** BEGIN Reading passage **

Introduction to the problem of merging components

In this talk we focus on methods used to merge the components of a finite mixture model hierarchically. The merging process is going to be done sequentially. After each merging step, the merged components are considered as a unique component.

Merging components based on the posterior probabilities

We focus only on merging the components of a finite mixture using the information contained only in the posterior probabilities. The problem of interest can be stated as:

Given a sample of probabilities to belong to each component \(I_j\),

\[ \left[ \begin{array}{ccccc} (\tau_{11}, & \dots & \tau_{1j}, & \dots & \tau_{1k}), \\ \vdots & & \vdots & & \vdots \\ (\tau_{i1}, & \dots & \tau_{ij}, & \dots & \tau_{ik}), \\ \vdots & & \vdots & & \vdots \\ (\tau_{n1}, & \dots & \tau_{nj}, & \dots & \tau_{nk}) \end{array} \right] \in \mathcal{S}^k \]

merge the components (sequentially) to obtain a hierarchy over the set of components.

Our proposal: a generic merging score

To solve the stated problem, we propose:

Given the set of components \(\mathcal{I}_s = \{I_1, \dots, I_s\}\) and \(\mathcal{T}_{\mathcal{I}_s} = \{\tau_{1 \mathcal{I}_s}, \dots, \tau_{n \mathcal{I}_s} \}\), we propose to merge those two components \(I_a\) and \(I_b\), into one component \(I_a \cup I_b\) which maximise \[ S_{\omega, \lambda}( \mathcal{T}_{\mathcal{I}_s}, I_a, I_b) = \frac{\sum_{i=1}^n {\color{blue}{\omega(\tau_{i \mathcal{I}_s}, I_a, I_b)}} {\color{red}{\lambda(\tau_{i \mathcal{I}_s}, I_a, I_b)}}}{\sum_{i=1}^n {\color{blue}{\omega(\tau_{i \mathcal{I}_s}, I_a, I_b)} }}, \]

where

  • the function \({\color{red}{\lambda(\tau_{i \mathcal{I}_s}, I_a, I_b)}}\) measures how likely is to merge component \(I_a\) and \(I_b\) given the information contained in \(\tau_{i \mathcal{I}_s}\) and
  • the function \({\color{blue}{\omega(\tau_{i \mathcal{I}_s}, I_a, I_b)}}\) measures how relevant is observation \(i\) to compute the overall score to merge \(I_a\) and \(I_b\) given the information contained in \(\tau_{i \mathcal{I}_s}\).

** END Reading passage **

* _Short problem 1_:
Gather every line of the records below that contains the string "waterfront". Case counts.

** BEGIN Information shown **

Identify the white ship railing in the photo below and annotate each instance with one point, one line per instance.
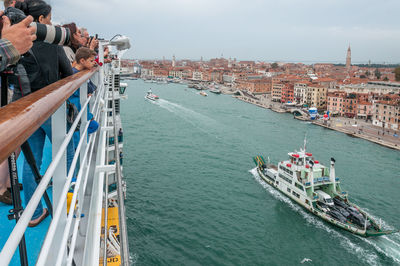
(61, 238)
(56, 169)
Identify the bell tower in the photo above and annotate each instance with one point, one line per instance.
(348, 59)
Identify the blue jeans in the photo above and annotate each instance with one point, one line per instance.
(36, 141)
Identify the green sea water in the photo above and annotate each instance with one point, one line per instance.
(193, 197)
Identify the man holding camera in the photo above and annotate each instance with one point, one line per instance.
(15, 40)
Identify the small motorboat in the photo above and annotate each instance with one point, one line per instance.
(151, 96)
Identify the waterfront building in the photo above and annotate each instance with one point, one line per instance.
(228, 78)
(300, 92)
(350, 105)
(364, 110)
(216, 76)
(386, 113)
(316, 96)
(147, 73)
(287, 94)
(257, 86)
(336, 102)
(277, 91)
(197, 75)
(176, 73)
(372, 87)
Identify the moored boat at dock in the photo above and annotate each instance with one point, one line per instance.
(316, 188)
(151, 96)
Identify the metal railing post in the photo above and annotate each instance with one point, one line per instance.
(124, 250)
(83, 98)
(58, 131)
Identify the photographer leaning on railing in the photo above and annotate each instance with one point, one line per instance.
(15, 40)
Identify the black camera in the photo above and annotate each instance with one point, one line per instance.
(45, 33)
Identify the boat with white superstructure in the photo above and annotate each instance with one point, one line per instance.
(316, 188)
(151, 96)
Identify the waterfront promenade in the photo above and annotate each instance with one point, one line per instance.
(352, 127)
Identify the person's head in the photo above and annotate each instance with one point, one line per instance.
(75, 35)
(38, 9)
(85, 58)
(85, 35)
(8, 3)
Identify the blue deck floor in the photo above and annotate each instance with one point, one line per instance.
(34, 236)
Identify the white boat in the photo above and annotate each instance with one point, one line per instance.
(316, 188)
(151, 96)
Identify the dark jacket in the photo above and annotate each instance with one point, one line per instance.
(46, 64)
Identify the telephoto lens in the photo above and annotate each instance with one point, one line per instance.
(52, 34)
(45, 33)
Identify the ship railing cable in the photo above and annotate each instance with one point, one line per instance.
(32, 111)
(121, 205)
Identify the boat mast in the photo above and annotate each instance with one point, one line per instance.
(312, 176)
(332, 174)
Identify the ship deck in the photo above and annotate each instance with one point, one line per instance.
(34, 236)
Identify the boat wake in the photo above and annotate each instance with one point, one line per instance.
(386, 245)
(200, 121)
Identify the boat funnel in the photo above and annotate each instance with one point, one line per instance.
(312, 176)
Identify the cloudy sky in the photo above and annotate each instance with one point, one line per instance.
(268, 30)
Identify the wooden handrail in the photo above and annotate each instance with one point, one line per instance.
(20, 119)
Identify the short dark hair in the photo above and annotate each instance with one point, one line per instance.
(84, 53)
(35, 8)
(8, 3)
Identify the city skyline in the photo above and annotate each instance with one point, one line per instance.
(285, 31)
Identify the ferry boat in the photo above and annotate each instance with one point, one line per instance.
(87, 224)
(151, 96)
(316, 188)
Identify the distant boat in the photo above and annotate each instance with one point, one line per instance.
(151, 96)
(316, 188)
(216, 91)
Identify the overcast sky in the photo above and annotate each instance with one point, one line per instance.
(280, 30)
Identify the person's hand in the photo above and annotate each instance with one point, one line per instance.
(93, 43)
(20, 34)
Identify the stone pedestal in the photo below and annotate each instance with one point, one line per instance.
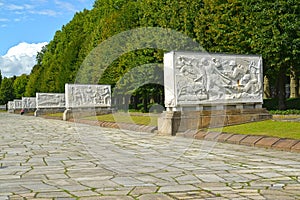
(169, 122)
(46, 111)
(172, 122)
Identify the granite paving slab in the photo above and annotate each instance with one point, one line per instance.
(54, 159)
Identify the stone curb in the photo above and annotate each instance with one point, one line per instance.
(247, 140)
(251, 140)
(126, 126)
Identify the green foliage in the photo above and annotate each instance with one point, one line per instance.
(284, 112)
(0, 77)
(6, 90)
(291, 104)
(269, 28)
(281, 129)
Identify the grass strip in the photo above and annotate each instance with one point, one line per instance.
(271, 128)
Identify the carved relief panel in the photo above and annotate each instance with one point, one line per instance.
(87, 95)
(17, 104)
(213, 78)
(50, 100)
(28, 102)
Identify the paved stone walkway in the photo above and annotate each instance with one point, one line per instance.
(51, 159)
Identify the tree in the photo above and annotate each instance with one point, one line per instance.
(0, 77)
(6, 90)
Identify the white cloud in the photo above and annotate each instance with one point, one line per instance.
(4, 20)
(52, 13)
(65, 5)
(15, 7)
(20, 59)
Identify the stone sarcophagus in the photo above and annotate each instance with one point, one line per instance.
(211, 90)
(86, 100)
(50, 100)
(29, 103)
(83, 96)
(17, 104)
(47, 103)
(193, 78)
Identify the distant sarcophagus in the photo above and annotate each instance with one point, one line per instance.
(50, 100)
(84, 96)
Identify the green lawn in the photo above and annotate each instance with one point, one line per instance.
(124, 118)
(280, 129)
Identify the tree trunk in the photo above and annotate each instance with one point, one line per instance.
(294, 84)
(267, 93)
(281, 89)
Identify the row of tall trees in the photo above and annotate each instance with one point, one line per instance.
(266, 27)
(12, 88)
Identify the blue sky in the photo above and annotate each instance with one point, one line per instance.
(32, 22)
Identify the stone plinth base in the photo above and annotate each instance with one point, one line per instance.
(45, 111)
(78, 113)
(172, 122)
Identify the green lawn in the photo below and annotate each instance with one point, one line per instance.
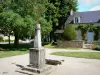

** END Information shown **

* _Short problem 2_:
List the section headings in the page on merging mixture components.

* _Exercise output 1_:
Identify the waterfront building in the photo above and annotate each instance with one point, one line per instance.
Identify the waterfront promenade in the photo above and annotate each instance with one point, one line per instance.

* _Exercise output 2_:
Introduction to the problem of merging components
Merging components based on the posterior probabilities
Our proposal: a generic merging score